**Travail à effectuer**
Reproduisez dans son intégralité le texte sur la campagne électorale québécoise, sans rien y modifier.

**Texte fourni**

"""

Traversant l'Atlantique, nous nous sommes retrouvés plongés dans la campagne électorale québécoise, où comme prévu la population s'est résignée à se débarrasser des Libéraux de Jean Charest pour les remplacer par des Péquistes sans grand attrait, il faut le dire. Résignation est bien le mot qui convient, quand on voit à quel point l'usure du pouvoir, les magouilles éhontées, la gestion atroce du dossier étudiant (qui a provoqué ce qui frôlait le soulèvement populaire) lui donnaient de causes pour expulser violemment et sans appel un régime épuisé et pourri... et à quel point le résultat a été serré et les sortants ont conservé une place privilégiée sur l'échiquier. 
Un peu comme en France, je soupçonne qu'une majorité de Québécois auraient au fond voulu une Françoise David résolument de gauche et qu'ils se sont contentés d'une Pauline Marois timidement social-démocrate... mais plus "respectable" en termes bourgeois. 
Ne me parlez pas du pseudo-libéral François Legault, je prévois (et j'espère de tout coeur) qu'il n 'aura été qu'un épiphénomène à la Mario Dumont. La seule chose valable qu'il ait apportée, c'est que son succès relatif aura confirmé une nouvelle polarisation gauche-droite de l'électorat qui s'était d'abord manifestée par la percée des Néo-démocrates à l'élection fédérale, et qui est légèrement renforcée par la pérennisation de la présence de Québec Solidaire à l'Assemblée nationale. Cette division avait jadis existé aux beaux jours du PQ, mais elle avait été occultée par l'omniprésence du clivage nationaliste et la dérive à droite des successeurs de René Lévesque.

"""

**Données fournies**

"""

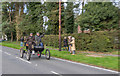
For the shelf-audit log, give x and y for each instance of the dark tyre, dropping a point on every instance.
(47, 54)
(28, 55)
(21, 52)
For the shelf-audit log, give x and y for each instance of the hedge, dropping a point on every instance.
(95, 41)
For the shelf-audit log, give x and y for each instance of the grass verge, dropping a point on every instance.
(107, 62)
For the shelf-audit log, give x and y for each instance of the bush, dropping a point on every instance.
(96, 41)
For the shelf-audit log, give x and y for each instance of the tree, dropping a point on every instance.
(7, 18)
(99, 16)
(53, 15)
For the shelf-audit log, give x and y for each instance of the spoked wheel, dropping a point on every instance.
(39, 54)
(21, 52)
(28, 55)
(47, 54)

"""

**Tâche réalisée**
Traversant l'Atlantique, nous nous sommes retrouvés plongés dans la campagne électorale québécoise, où comme prévu la population s'est résignée à se débarrasser des Libéraux de Jean Charest pour les remplacer par des Péquistes sans grand attrait, il faut le dire. Résignation est bien le mot qui convient, quand on voit à quel point l'usure du pouvoir, les magouilles éhontées, la gestion atroce du dossier étudiant (qui a provoqué ce qui frôlait le soulèvement populaire) lui donnaient de causes pour expulser violemment et sans appel un régime épuisé et pourri... et à quel point le résultat a été serré et les sortants ont conservé une place privilégiée sur l'échiquier. 
Un peu comme en France, je soupçonne qu'une majorité de Québécois auraient au fond voulu une Françoise David résolument de gauche et qu'ils se sont contentés d'une Pauline Marois timidement social-démocrate... mais plus "respectable" en termes bourgeois. 
Ne me parlez pas du pseudo-libéral François Legault, je prévois (et j'espère de tout coeur) qu'il n 'aura été qu'un épiphénomène à la Mario Dumont. La seule chose valable qu'il ait apportée, c'est que son succès relatif aura confirmé une nouvelle polarisation gauche-droite de l'électorat qui s'était d'abord manifestée par la percée des Néo-démocrates à l'élection fédérale, et qui est légèrement renforcée par la pérennisation de la présence de Québec Solidaire à l'Assemblée nationale. Cette division avait jadis existé aux beaux jours du PQ, mais elle avait été occultée par l'omniprésence du clivage nationaliste et la dérive à droite des successeurs de René Lévesque.